** BEGIN Excerpted passage **

Cooperative provision of ocean transportation services among lines that remain market competitors may well justify close monitoring, but it doesn’t create a competition problem.

Quite the contrary, so far.

Shipping lines form alliances in order to become more efficient, remain competitive, and lower each line’s financial risk.

They form alliances so they can continue to compete in the highly contested global ocean transportation market.

It’s also important to remember that the alternative to these operational alliances is not a return to the pre-alliance status quo.

In a dynamic marketplace, the alternative is that some existing lines reduce their participation in the market or are acquired by other lines through mergers or acquisitions.

In short, the alternative to ocean shipping alliances may be exactly the sort of increase in market concentration that would raise competition concerns.

Cruise Line Financial Responsibility

Our role in the area of tourism concerns the financial responsibility of cruise lines whose vessels carry 50 or more passengers and embark at U.S. ports and territories.

Our passenger vessel program ensures that cruise operators provide adequate financial coverage for possible non-performance of transportation and for possible casualties.

It’s a small program in terms of personnel, but one that supports the Commission’s broader mandate to protect the shipping public from unlawful, unfair and deceptive practices and help resolve various types of shipping disputes.

Fact Finding Investigation 28

Currently, the FMC project that seems to be getting the most press attention is our investigation into demurrage and detention practices – practices having to do with how long cargo can be left on the dock at U.S. terminals without financial penalty, and how quickly containers must be returned to the possession and control of the shipping lines that own them.

** END Excerpted passage **

= Short problem =
Please answer from the shipping passage: why do shipping lines form alliances? The entries have nothing to do with the shipping passage.

** BEGIN Data **

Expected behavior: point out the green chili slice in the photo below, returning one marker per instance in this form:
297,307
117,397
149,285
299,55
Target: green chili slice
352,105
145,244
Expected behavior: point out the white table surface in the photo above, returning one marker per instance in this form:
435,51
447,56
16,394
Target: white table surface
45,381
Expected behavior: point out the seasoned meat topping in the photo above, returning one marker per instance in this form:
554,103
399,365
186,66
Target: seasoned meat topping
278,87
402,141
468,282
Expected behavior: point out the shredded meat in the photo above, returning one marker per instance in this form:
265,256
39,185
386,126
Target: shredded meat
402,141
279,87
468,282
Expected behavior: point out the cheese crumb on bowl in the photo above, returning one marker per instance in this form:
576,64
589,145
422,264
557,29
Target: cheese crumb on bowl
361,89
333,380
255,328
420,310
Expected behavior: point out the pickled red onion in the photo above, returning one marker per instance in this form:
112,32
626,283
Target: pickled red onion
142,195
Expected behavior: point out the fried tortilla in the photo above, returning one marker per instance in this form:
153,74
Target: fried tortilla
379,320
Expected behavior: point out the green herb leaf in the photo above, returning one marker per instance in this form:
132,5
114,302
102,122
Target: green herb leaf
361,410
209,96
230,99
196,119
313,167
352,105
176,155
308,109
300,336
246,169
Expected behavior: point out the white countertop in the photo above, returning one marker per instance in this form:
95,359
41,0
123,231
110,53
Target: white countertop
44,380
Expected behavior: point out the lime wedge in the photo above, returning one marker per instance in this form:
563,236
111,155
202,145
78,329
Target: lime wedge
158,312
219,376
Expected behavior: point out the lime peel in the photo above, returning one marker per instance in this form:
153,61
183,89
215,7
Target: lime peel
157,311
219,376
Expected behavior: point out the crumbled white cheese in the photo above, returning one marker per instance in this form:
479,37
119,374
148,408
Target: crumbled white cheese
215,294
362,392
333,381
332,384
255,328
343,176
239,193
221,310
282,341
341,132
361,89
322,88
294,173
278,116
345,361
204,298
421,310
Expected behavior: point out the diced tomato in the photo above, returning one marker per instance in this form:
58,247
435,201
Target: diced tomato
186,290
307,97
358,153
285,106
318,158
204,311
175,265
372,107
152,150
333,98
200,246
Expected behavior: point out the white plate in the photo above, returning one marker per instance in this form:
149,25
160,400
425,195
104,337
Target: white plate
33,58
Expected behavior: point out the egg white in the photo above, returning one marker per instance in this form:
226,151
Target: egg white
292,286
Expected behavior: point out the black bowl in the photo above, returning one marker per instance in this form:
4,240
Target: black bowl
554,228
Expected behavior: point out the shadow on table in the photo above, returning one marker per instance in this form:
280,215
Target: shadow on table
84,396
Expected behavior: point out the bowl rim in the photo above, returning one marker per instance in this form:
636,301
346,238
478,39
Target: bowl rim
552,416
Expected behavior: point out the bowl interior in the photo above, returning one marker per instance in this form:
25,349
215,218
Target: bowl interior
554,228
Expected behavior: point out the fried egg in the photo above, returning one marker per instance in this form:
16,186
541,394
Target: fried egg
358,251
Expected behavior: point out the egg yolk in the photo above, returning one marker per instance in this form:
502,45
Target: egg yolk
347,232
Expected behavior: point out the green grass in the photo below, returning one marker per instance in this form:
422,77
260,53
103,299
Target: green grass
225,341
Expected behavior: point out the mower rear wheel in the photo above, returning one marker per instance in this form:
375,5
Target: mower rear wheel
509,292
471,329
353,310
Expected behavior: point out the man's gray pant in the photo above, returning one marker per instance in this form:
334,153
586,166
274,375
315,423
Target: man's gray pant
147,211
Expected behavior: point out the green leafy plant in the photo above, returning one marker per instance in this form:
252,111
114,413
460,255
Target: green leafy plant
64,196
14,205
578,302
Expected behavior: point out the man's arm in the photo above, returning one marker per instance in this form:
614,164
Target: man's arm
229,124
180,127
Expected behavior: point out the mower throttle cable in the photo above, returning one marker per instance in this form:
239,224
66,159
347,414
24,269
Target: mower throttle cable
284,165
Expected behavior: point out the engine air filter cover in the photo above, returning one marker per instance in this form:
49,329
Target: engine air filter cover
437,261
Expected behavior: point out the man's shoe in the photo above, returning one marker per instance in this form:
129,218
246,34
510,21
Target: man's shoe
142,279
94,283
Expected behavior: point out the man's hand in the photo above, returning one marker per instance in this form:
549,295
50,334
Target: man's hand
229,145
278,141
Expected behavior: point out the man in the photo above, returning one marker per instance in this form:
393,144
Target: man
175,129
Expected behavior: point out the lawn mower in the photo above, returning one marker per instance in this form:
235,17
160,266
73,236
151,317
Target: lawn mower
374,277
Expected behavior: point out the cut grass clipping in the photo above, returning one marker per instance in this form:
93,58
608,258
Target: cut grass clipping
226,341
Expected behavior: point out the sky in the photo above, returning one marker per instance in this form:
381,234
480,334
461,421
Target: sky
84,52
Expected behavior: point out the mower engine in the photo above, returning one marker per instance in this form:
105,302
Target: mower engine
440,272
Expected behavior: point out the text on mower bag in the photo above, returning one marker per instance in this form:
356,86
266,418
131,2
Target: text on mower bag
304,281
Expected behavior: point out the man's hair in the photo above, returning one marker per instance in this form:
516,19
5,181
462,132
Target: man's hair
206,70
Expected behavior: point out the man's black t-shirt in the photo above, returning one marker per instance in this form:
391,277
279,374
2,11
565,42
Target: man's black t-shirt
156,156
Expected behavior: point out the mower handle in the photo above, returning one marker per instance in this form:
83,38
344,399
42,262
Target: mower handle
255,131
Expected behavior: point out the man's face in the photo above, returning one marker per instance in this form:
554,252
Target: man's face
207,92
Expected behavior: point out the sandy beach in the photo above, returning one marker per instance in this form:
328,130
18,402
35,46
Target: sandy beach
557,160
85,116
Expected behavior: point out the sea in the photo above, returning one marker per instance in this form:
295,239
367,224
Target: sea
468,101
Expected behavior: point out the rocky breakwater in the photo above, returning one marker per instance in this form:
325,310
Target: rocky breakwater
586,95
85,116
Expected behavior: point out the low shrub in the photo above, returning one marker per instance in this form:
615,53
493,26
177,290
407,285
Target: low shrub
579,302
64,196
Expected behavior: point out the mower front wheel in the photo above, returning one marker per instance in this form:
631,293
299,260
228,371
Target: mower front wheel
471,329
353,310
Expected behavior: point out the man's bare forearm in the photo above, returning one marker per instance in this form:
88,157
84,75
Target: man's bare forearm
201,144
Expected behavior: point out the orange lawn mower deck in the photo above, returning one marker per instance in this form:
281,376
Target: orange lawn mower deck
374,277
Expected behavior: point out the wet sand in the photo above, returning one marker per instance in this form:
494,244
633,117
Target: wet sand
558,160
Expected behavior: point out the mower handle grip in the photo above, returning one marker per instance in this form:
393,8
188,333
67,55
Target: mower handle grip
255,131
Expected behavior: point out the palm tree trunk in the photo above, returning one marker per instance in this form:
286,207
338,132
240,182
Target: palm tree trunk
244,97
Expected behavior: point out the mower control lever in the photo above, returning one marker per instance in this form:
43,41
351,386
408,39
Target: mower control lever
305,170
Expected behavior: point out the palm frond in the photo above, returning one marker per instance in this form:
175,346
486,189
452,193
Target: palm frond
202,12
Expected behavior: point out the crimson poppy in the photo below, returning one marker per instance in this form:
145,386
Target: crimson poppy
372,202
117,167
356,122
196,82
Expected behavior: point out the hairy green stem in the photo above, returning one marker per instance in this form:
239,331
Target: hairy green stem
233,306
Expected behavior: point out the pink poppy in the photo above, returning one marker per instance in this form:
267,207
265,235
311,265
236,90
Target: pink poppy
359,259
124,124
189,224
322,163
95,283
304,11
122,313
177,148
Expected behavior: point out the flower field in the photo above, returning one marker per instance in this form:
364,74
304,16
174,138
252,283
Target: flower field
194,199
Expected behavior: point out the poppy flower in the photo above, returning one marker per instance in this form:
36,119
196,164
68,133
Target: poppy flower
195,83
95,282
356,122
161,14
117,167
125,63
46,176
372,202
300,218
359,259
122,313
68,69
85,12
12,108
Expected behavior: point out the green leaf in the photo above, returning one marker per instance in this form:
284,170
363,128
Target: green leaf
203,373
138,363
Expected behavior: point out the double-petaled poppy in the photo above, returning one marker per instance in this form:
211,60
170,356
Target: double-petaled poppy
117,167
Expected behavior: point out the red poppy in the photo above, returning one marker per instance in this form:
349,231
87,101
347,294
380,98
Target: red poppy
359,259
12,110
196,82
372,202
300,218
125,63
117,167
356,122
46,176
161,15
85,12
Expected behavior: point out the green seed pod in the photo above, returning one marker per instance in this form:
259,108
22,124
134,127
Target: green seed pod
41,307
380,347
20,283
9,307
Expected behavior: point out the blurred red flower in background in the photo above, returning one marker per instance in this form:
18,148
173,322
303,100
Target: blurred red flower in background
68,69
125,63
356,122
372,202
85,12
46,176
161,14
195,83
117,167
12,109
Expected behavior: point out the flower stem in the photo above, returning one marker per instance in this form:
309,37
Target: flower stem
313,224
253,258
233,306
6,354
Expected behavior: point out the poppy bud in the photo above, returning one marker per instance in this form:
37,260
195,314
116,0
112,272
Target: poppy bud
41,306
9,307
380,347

** END Data **

= Correct result =
They form alliances to become more efficient, remain competitive, and lower each line's financial risk.